◆ THE TASK
Exclude the images, then return every line below exactly as written.

◆ Extracted records

# # # # #

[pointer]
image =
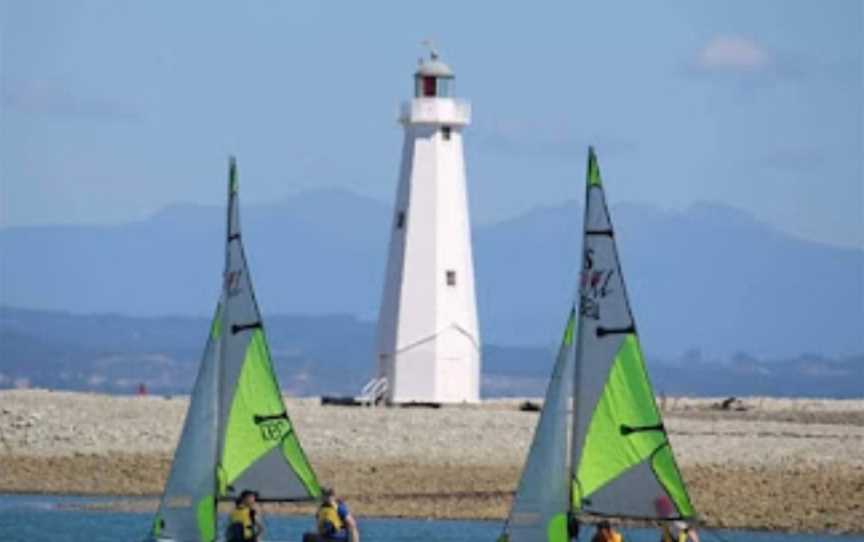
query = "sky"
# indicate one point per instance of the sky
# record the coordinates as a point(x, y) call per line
point(111, 111)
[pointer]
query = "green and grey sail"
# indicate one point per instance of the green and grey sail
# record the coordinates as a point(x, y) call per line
point(237, 434)
point(620, 461)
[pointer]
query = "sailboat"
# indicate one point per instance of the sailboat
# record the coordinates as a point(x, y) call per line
point(610, 455)
point(237, 434)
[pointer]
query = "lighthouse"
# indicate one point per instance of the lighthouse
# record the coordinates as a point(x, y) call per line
point(428, 345)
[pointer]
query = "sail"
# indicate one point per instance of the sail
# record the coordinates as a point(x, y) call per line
point(622, 463)
point(237, 434)
point(258, 448)
point(187, 510)
point(538, 513)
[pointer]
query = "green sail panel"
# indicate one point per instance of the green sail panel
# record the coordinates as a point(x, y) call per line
point(621, 462)
point(538, 512)
point(259, 448)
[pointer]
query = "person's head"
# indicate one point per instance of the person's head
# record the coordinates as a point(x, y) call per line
point(246, 498)
point(328, 495)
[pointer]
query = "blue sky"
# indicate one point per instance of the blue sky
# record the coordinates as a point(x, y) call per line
point(113, 110)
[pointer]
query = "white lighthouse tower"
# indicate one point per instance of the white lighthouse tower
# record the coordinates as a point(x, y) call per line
point(428, 345)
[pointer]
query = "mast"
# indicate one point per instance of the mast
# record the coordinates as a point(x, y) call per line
point(577, 370)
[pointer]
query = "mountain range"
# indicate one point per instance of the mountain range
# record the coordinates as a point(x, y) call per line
point(711, 277)
point(332, 355)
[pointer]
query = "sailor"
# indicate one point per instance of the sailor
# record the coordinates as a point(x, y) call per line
point(244, 522)
point(335, 522)
point(605, 533)
point(678, 531)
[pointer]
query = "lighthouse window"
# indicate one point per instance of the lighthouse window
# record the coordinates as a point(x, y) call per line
point(428, 86)
point(444, 87)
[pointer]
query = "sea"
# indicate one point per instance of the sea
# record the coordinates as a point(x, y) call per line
point(32, 518)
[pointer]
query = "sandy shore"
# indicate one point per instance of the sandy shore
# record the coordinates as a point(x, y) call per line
point(782, 464)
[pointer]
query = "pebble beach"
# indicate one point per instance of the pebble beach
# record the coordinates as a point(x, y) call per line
point(775, 464)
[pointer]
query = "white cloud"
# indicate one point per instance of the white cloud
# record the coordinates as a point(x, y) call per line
point(735, 54)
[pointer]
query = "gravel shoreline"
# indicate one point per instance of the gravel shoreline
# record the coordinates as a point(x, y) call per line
point(781, 464)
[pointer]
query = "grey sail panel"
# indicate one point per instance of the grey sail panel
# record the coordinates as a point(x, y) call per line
point(187, 509)
point(542, 497)
point(259, 449)
point(617, 427)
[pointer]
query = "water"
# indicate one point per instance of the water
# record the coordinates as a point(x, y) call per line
point(41, 519)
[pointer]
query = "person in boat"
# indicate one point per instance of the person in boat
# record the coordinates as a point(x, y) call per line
point(605, 533)
point(244, 522)
point(678, 531)
point(334, 519)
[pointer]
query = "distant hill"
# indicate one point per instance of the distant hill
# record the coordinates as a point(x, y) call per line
point(712, 278)
point(333, 355)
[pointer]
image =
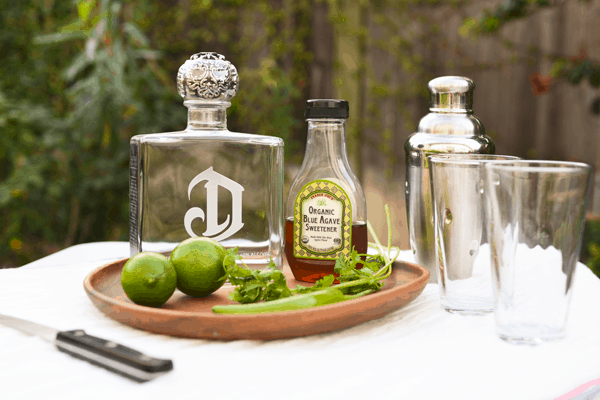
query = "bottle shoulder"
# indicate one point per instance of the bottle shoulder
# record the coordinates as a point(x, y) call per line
point(208, 135)
point(437, 143)
point(344, 179)
point(455, 124)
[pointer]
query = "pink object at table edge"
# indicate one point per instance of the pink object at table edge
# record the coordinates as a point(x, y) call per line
point(581, 389)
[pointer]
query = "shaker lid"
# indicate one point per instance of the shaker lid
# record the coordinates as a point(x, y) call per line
point(451, 93)
point(207, 77)
point(327, 108)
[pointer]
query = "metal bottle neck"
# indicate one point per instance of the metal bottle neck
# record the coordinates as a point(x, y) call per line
point(460, 103)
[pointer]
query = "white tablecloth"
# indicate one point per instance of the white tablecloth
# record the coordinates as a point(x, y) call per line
point(416, 352)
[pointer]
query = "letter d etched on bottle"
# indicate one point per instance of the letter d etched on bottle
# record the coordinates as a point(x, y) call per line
point(225, 229)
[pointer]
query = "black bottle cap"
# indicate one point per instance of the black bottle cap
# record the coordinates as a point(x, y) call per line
point(327, 108)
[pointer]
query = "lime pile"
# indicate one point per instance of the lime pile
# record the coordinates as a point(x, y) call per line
point(195, 268)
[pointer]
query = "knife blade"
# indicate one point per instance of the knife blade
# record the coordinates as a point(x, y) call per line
point(104, 353)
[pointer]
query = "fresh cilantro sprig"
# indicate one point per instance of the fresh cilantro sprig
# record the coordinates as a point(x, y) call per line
point(356, 272)
point(254, 285)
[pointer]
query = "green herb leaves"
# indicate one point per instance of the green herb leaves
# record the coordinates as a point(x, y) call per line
point(254, 285)
point(359, 274)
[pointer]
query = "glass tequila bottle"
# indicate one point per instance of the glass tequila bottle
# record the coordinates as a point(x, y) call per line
point(206, 180)
point(326, 208)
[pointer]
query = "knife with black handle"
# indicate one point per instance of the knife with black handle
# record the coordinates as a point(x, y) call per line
point(104, 353)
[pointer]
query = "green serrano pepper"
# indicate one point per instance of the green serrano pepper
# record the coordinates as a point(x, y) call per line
point(298, 302)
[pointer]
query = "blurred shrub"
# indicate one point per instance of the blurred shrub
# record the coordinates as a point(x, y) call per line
point(79, 78)
point(590, 253)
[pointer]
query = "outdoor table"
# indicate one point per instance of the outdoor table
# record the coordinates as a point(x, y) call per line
point(416, 352)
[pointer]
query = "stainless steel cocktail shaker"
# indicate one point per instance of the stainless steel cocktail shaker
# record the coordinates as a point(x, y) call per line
point(450, 127)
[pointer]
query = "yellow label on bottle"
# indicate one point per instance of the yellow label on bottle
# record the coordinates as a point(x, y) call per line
point(322, 221)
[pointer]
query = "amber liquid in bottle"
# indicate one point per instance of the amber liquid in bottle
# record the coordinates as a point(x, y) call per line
point(308, 270)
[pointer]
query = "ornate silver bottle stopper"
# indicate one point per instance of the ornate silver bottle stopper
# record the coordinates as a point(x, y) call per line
point(207, 76)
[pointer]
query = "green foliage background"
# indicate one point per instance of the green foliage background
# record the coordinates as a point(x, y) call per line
point(78, 78)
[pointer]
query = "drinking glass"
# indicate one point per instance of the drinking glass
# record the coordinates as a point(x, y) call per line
point(536, 212)
point(464, 273)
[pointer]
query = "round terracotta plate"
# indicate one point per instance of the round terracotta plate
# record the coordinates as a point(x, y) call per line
point(192, 317)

# # # # #

◆ ANSWER FOR THIS EXERCISE
[pointer]
image =
query = "sky"
# indicate one point per instance of the sky
# record the coordinates as a point(x, y) call per line
point(111, 111)
[pointer]
query = "green and grey sail"
# indicate one point per instance of the green and grey sail
# record the coordinates as a point(x, y) call per line
point(237, 434)
point(620, 461)
[pointer]
query = "sailboat"
# indicate one point per instance of the sailboat
# record the coordinates as a point(x, y) call per line
point(610, 455)
point(237, 434)
[pointer]
query = "lighthouse"
# indicate one point per instance of the lighthouse
# record the coordinates as a point(x, y) call per line
point(428, 345)
[pointer]
query = "sail"
# indicate one point per instance of the sail
# record the coordinates as a point(x, y) call per line
point(622, 463)
point(237, 434)
point(258, 448)
point(187, 510)
point(538, 513)
[pointer]
query = "green sail panel"
# indicate one point per instance of the green sail panel
# record the coordinates as a point(x, y) call per line
point(621, 462)
point(538, 512)
point(259, 448)
[pointer]
query = "person's head"
# indicate one point per instance of the person's head
# record the coordinates as a point(x, y) call per line
point(246, 498)
point(328, 495)
[pointer]
query = "blue sky"
# indicate one point per instance of the blue sky
# record the coordinates as a point(x, y) call per line
point(113, 110)
[pointer]
query = "white lighthouse tower"
# indicate one point per instance of the white lighthouse tower
# record the coordinates as a point(x, y) call per line
point(428, 345)
[pointer]
query = "mast"
# indicate one point per instance of the mast
# record the coordinates as a point(x, y) call per line
point(577, 370)
[pointer]
query = "mountain range"
# indicate one point per instance of the mountain range
# record the coordinates as a point(x, y) call per line
point(711, 277)
point(332, 355)
[pointer]
query = "sailor"
# indicate one point per instance of the sailor
# record the coordinates as a point(x, y) call per line
point(244, 522)
point(335, 522)
point(605, 533)
point(678, 531)
[pointer]
query = "lighthouse window"
# indicate one point per instance of the lighthouse window
# record the coordinates as a point(x, y) call per line
point(428, 86)
point(444, 87)
[pointer]
query = "sea"
# indicate one point per instance of the sea
# record the coordinates as a point(x, y) call per line
point(32, 518)
[pointer]
query = "sandy shore"
# indicate one point per instance of the sandy shore
# record the coordinates as a point(x, y) call per line
point(782, 464)
[pointer]
query = "pebble beach"
# indicate one point per instance of the pebble beach
# record the coordinates as a point(x, y) call per line
point(775, 464)
[pointer]
query = "white cloud"
# indicate one point per instance of the white cloud
# record the coordinates as a point(x, y) call per line
point(735, 54)
[pointer]
query = "gravel shoreline"
# indicate one point per instance of the gravel shoreline
# record the coordinates as a point(x, y) call per line
point(781, 464)
[pointer]
query = "grey sail panel"
# indicate one point per instance of the grey sail panel
# record the coordinates as a point(x, y) call per line
point(187, 509)
point(542, 497)
point(259, 449)
point(617, 427)
[pointer]
query = "water"
# indicate one point per instance of the water
# record the coordinates as a point(x, y) call per line
point(41, 519)
[pointer]
query = "person in boat"
# indicate one point per instance of the person in boat
# record the coordinates as a point(x, y) call per line
point(605, 533)
point(244, 522)
point(678, 531)
point(334, 519)
[pointer]
query = "distant hill"
# indicate one point per instance of the distant hill
# record the coordinates as a point(x, y) call per line
point(712, 278)
point(333, 355)
[pointer]
image =
query = "bottle shoulder"
# indicate one point per instance of the bottle shoulder
# record the coordinates as a point(x, y) call per line
point(208, 135)
point(437, 143)
point(344, 179)
point(455, 124)
[pointer]
query = "pink object at table edge"
# indicate one point per instance of the pink object at table edge
# record the coordinates as a point(x, y) call per line
point(581, 389)
[pointer]
query = "shaker lid"
# indicate one point per instance of the shaker lid
# record the coordinates as a point(x, y) call per line
point(451, 93)
point(207, 77)
point(327, 108)
[pointer]
query = "metal bottle neck"
# indicate one point per instance of the metal bottle neck
# record the coordinates as a point(x, y) call per line
point(460, 103)
[pointer]
query = "white tablecloth"
# indicate one point per instance of the white tablecloth
# record the coordinates as a point(x, y) call per line
point(416, 352)
[pointer]
query = "letter d etched on bottle"
# indicate one point per instance of the letter d etched on bottle
# record the coordinates as a point(x, y) call per line
point(225, 229)
[pointer]
query = "black bottle cap"
# indicate one point per instance of the black bottle cap
# record the coordinates as a point(x, y) call per line
point(327, 108)
[pointer]
query = "lime pile"
# indicate one point per instance of the lime pile
# record the coordinates as a point(x, y) call per line
point(195, 268)
[pointer]
query = "knife blade"
# indicate one point per instance of the knife blade
# record the coordinates as a point(x, y) call per line
point(104, 353)
[pointer]
query = "fresh cilantro sprig"
# indicate one point per instance of the fresh cilantro sprig
# record the coordinates as a point(x, y) call per line
point(356, 272)
point(254, 285)
[pointer]
query = "green herb leaves"
# indicate one point per instance of the green herb leaves
# record the coordinates as a point(x, y) call per line
point(254, 285)
point(359, 274)
[pointer]
query = "glass tequila bottle"
# indicate one point per instance of the glass tequila bottle
# record the coordinates as a point(x, y) call per line
point(206, 180)
point(326, 208)
[pointer]
query = "knife with black handle"
# indicate one point per instance of the knife with black handle
# record the coordinates as a point(x, y) call per line
point(104, 353)
[pointer]
query = "green serrano pepper"
# indicate one point per instance of the green serrano pepper
# record the coordinates as a point(x, y) call per line
point(298, 302)
[pointer]
query = "blurred shrub"
# indicate one point per instance of the blurred shrub
# record the coordinates as a point(x, y) call per line
point(79, 78)
point(590, 253)
[pointer]
query = "outdoor table"
# indicate one point per instance of the outdoor table
# record the coordinates as a point(x, y) call per line
point(416, 352)
[pointer]
query = "stainless steel cocktail shaker"
# indicate one point per instance of the stainless steel cocktail shaker
# record the coordinates as a point(x, y) call per line
point(450, 127)
[pointer]
query = "yellow label on bottle"
# indicate one point per instance of the yellow label on bottle
# record the coordinates as a point(x, y) call per line
point(322, 221)
[pointer]
query = "amber liquid in bottle"
# indicate one point per instance of the amber liquid in bottle
# record the coordinates as a point(x, y) call per line
point(308, 270)
[pointer]
query = "ornate silver bottle stopper"
# indicate one point per instance of the ornate silver bottle stopper
# record the coordinates as a point(x, y) call per line
point(207, 76)
[pointer]
query = "green foliage background"
# indicate one point per instance of the green foliage background
# record the coordinates as a point(x, y) call per line
point(78, 78)
[pointer]
query = "drinking glass"
# indicate one point per instance of the drinking glass
# record the coordinates as a point(x, y) call per line
point(536, 212)
point(464, 273)
[pointer]
query = "round terracotta plate"
# indicate one point per instance of the round terracotta plate
# record the coordinates as a point(x, y) call per line
point(192, 317)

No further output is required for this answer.